Dataset entries:
===============
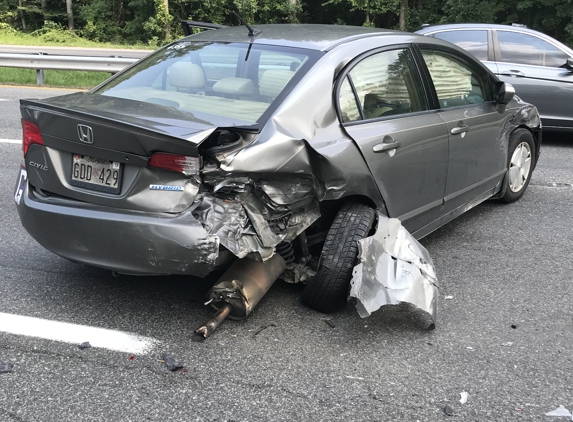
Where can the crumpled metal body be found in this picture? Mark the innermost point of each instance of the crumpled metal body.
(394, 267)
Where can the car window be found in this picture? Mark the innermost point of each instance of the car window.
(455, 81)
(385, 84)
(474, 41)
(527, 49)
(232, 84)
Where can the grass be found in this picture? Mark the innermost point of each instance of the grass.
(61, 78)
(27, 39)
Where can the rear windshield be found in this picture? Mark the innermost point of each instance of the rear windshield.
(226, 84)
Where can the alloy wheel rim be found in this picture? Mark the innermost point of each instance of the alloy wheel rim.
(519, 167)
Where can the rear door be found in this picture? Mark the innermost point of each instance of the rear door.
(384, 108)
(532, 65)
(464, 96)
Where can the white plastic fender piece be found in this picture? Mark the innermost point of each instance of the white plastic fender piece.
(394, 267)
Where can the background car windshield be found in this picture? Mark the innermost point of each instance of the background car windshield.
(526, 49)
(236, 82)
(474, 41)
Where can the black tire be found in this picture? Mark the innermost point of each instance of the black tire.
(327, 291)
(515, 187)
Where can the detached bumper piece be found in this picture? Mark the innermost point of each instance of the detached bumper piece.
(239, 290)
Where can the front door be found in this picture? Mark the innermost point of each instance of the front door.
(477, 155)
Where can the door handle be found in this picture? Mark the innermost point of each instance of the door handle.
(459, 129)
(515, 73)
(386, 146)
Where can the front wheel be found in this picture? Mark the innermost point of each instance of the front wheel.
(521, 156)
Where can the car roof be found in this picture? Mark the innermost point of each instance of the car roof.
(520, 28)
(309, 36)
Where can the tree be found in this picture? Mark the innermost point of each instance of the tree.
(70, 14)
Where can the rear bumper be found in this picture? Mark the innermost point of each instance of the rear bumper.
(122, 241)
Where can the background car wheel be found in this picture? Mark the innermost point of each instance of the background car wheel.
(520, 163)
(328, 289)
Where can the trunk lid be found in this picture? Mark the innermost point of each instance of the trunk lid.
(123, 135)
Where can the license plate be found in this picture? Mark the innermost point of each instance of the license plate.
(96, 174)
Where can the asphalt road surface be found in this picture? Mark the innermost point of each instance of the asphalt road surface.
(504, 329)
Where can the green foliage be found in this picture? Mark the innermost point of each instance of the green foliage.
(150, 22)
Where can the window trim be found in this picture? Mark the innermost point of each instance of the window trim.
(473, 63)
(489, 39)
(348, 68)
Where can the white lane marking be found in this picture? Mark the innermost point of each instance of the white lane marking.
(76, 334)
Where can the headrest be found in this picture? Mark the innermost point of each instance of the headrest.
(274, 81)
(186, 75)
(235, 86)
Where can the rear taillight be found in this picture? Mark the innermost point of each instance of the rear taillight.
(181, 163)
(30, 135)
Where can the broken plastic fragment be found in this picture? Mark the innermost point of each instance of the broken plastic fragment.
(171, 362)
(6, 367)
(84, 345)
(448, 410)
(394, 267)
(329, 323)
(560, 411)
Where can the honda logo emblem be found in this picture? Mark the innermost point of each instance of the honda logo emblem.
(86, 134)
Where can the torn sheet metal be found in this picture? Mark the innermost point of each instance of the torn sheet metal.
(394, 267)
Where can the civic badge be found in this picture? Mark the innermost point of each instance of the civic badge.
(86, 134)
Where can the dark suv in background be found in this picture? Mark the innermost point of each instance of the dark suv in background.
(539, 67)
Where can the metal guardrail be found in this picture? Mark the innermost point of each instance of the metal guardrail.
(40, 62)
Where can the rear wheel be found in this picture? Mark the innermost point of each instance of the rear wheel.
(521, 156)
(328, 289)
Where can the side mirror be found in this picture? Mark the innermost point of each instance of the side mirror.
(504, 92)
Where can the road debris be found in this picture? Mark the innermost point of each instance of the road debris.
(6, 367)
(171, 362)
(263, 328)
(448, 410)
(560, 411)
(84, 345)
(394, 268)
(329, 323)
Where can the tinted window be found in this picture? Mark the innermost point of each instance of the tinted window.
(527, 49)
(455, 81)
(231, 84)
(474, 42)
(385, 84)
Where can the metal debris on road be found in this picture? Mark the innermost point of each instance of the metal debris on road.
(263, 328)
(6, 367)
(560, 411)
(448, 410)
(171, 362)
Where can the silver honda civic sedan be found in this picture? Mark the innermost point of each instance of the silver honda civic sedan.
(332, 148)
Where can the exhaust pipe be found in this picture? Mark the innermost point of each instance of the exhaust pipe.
===============
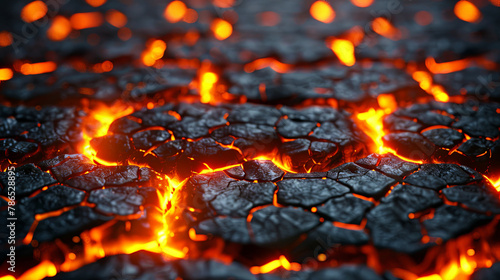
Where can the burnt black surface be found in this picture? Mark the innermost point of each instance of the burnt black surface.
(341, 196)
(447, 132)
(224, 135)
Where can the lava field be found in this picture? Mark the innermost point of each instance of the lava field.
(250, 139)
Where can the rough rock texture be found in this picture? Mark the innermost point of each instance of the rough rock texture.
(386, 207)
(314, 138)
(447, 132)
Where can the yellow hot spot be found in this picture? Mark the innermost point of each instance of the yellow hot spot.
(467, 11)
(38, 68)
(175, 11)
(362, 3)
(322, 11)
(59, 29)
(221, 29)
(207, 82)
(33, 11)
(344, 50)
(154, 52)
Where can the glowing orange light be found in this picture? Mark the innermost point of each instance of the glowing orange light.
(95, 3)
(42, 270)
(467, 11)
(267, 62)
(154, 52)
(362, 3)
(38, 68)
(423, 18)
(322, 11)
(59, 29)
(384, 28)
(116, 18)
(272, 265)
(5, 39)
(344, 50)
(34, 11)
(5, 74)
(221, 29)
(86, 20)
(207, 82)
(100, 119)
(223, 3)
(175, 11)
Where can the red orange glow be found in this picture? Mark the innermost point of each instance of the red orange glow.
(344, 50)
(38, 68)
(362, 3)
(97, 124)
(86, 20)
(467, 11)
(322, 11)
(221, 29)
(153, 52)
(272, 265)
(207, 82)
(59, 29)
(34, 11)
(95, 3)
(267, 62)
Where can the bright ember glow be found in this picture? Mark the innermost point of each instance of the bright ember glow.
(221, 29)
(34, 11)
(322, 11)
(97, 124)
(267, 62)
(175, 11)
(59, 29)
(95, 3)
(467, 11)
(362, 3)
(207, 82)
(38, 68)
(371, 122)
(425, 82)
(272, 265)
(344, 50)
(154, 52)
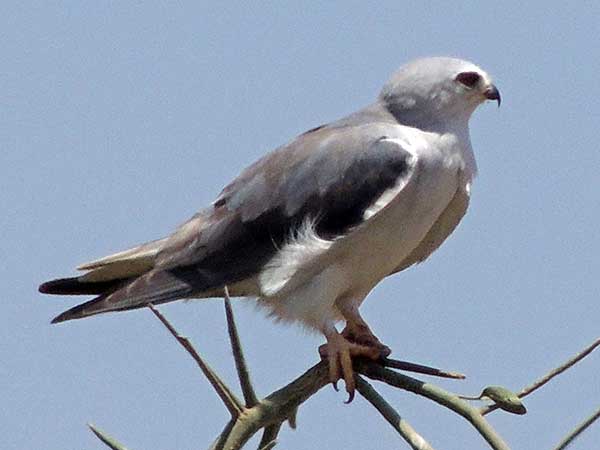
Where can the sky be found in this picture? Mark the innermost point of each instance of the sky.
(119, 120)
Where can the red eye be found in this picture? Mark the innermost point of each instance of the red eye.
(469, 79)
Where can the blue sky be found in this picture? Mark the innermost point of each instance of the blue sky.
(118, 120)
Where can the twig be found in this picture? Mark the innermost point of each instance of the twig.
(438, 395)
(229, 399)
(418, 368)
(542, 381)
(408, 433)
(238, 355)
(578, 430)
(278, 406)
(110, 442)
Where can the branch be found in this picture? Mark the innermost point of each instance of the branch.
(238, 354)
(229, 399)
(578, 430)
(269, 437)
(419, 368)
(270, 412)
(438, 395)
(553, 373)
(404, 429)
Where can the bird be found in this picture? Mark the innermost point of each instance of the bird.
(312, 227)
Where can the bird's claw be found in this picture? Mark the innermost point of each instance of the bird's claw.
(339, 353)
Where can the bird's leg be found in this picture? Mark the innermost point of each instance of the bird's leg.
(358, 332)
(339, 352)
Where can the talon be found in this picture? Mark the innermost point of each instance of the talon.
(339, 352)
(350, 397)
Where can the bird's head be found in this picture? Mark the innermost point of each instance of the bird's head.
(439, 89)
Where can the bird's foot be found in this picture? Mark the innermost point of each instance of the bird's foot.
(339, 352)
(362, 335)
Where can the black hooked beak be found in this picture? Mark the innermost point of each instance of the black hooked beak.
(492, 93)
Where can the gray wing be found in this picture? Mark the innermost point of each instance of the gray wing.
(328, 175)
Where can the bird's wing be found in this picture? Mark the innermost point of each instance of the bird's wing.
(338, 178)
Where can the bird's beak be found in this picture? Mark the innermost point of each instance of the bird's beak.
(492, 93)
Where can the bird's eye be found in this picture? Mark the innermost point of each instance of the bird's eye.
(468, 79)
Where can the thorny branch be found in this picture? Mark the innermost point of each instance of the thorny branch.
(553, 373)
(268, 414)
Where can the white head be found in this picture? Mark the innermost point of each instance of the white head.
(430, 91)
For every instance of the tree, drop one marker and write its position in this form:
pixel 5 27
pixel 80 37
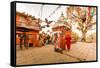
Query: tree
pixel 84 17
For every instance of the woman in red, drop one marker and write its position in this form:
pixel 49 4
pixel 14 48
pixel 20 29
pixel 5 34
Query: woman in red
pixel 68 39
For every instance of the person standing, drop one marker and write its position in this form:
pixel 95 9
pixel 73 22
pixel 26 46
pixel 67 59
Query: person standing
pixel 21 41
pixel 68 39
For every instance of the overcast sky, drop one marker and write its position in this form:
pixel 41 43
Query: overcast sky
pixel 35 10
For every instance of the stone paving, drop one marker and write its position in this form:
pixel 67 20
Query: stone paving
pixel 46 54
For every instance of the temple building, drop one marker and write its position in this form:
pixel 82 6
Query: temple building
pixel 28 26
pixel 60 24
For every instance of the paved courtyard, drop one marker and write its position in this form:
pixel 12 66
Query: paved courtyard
===============
= What is expected =
In the data above, which lines lie between the line with "Where can the road" and the line with "Where can the exhaust", inclusive? Print those lines exactly and nothing else.

= Output below =
Where can the road debris be found in this picture? Mark the innermost point of each instance of the road debris.
(6, 367)
(171, 362)
(263, 328)
(448, 410)
(560, 411)
(84, 345)
(394, 268)
(329, 323)
Where can the tinted window be found in this picture? Mark the innermost point of each instance of the tinted window.
(527, 49)
(455, 81)
(231, 84)
(474, 42)
(385, 84)
Where can the metal debris on road be found in this picture? Mark the innermost point of each instance of the metal debris on road.
(263, 328)
(6, 367)
(560, 411)
(448, 410)
(171, 362)
Where can the silver honda civic sedan be found in this picture? Mark the innermost point of each instance of the silver honda civic sedan.
(332, 148)
Where can the exhaust pipe be found in this picture? Mark the innermost point of each instance of the exhaust pipe.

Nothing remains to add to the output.